## start Stored records
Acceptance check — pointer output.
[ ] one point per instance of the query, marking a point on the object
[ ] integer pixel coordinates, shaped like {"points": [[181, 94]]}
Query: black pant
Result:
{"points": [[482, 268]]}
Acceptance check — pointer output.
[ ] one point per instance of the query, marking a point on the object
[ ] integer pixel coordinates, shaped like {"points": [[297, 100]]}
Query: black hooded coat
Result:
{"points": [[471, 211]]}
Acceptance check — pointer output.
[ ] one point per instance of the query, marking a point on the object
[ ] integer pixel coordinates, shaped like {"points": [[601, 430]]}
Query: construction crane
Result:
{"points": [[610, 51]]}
## end Stored records
**Task**
Could you change "pointer output" to "point output" everywhere in the data above and write out all of it again, with nothing else altered?

**Response to this exercise**
Acceptance check — point output.
[ ] one point per instance of the query, marking a point on the object
[ ] integer pixel coordinates, shaped like {"points": [[181, 94]]}
Query: black pant
Result:
{"points": [[482, 268]]}
Acceptance check — point output.
[ ] one point per instance of the query, marking a point on the object
[ ] integer pixel coordinates, shaped like {"points": [[297, 100]]}
Query: black hooded coat
Result:
{"points": [[471, 211]]}
Acceptance check — point output.
[ ] one point per instance of the query, marking a point on the object
[ ] integer pixel coordinates, shaped like {"points": [[601, 430]]}
Query: construction crane
Result:
{"points": [[610, 51]]}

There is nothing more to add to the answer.